═══ Data rows
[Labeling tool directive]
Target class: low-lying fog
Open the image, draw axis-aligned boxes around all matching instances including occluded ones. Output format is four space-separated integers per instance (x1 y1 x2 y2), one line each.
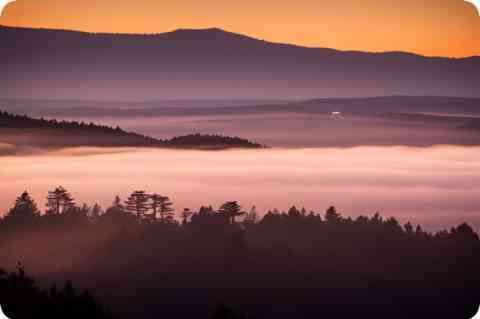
0 146 480 230
43 113 480 148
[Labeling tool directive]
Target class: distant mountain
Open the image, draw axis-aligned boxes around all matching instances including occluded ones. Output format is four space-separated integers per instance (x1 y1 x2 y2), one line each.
0 111 263 154
0 26 480 100
0 96 480 118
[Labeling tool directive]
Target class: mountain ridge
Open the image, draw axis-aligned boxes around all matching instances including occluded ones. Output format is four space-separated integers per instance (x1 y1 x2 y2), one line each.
0 27 480 100
0 24 480 60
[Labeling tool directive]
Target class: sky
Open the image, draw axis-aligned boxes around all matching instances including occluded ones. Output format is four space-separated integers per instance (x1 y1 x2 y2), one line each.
0 0 480 57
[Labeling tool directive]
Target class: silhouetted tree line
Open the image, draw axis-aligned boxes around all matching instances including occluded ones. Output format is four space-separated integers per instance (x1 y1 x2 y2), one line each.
0 187 480 318
0 110 264 148
0 265 113 319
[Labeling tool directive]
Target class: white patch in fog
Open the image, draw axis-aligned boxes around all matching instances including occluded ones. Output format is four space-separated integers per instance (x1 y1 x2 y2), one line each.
0 0 15 16
465 0 480 15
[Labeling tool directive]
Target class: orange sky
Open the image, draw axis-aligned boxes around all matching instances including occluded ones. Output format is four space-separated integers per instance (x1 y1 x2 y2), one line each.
0 0 480 57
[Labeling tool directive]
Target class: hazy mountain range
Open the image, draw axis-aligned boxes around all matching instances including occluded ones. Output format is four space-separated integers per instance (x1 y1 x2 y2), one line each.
0 26 480 100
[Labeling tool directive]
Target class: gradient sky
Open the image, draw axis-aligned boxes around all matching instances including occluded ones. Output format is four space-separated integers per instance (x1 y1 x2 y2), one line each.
0 0 480 57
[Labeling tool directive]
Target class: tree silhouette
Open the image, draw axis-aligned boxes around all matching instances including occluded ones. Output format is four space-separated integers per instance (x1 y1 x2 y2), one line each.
147 194 174 224
100 195 136 227
6 191 40 224
125 191 149 222
325 206 341 224
218 202 245 224
45 186 75 215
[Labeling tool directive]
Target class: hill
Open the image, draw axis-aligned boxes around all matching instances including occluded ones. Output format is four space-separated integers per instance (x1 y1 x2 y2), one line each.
0 26 480 100
0 111 263 149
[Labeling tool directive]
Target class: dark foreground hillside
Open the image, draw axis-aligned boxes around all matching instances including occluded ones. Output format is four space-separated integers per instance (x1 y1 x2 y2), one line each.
0 191 480 319
0 111 263 149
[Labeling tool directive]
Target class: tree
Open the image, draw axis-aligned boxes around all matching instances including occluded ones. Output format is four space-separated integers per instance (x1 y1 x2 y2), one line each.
46 186 75 215
181 208 193 225
245 206 258 224
125 191 149 222
159 196 175 223
218 202 245 224
6 191 40 222
90 203 103 221
100 195 136 226
288 206 301 218
149 194 174 223
325 206 342 224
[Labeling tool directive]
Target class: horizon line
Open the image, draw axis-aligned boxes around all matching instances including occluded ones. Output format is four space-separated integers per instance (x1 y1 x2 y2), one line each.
0 23 480 60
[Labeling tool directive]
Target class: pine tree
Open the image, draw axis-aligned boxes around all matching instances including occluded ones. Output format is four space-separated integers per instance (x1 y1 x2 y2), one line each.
218 202 245 224
157 196 175 223
125 191 149 222
6 191 40 222
46 186 75 215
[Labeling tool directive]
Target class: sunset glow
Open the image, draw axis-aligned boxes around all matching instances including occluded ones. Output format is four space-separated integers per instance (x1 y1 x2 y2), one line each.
0 0 480 57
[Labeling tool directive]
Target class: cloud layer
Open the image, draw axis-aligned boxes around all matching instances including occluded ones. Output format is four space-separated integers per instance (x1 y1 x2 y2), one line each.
0 0 480 56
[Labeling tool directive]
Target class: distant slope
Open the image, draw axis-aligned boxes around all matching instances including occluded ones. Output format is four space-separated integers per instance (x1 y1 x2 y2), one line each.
0 96 480 118
0 26 480 100
0 111 263 149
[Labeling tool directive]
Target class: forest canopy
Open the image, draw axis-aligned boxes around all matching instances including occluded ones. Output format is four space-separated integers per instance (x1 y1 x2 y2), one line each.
0 186 480 319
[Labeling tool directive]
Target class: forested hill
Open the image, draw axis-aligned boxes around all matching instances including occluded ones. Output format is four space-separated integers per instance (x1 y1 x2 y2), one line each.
0 111 263 149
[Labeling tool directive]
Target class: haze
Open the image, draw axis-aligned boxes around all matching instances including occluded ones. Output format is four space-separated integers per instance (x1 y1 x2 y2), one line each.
0 0 480 57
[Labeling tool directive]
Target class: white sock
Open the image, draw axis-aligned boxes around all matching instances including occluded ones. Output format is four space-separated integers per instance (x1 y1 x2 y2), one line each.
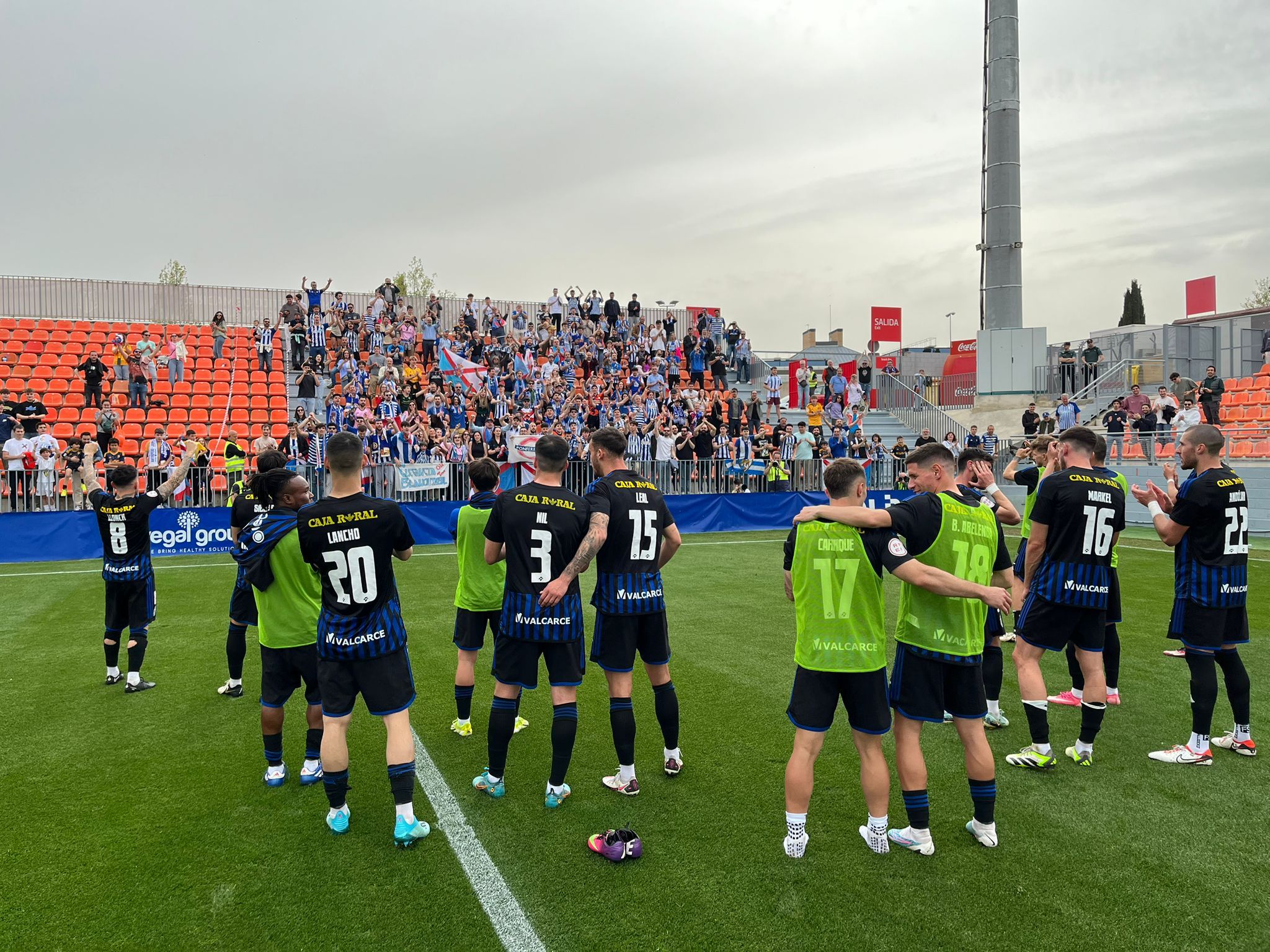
══════
_The request_
Gather every line of the items above that contains the word "white", and list those lines. Case counts.

_Result of the task_
Target class: white patch in fog
Target class: white sock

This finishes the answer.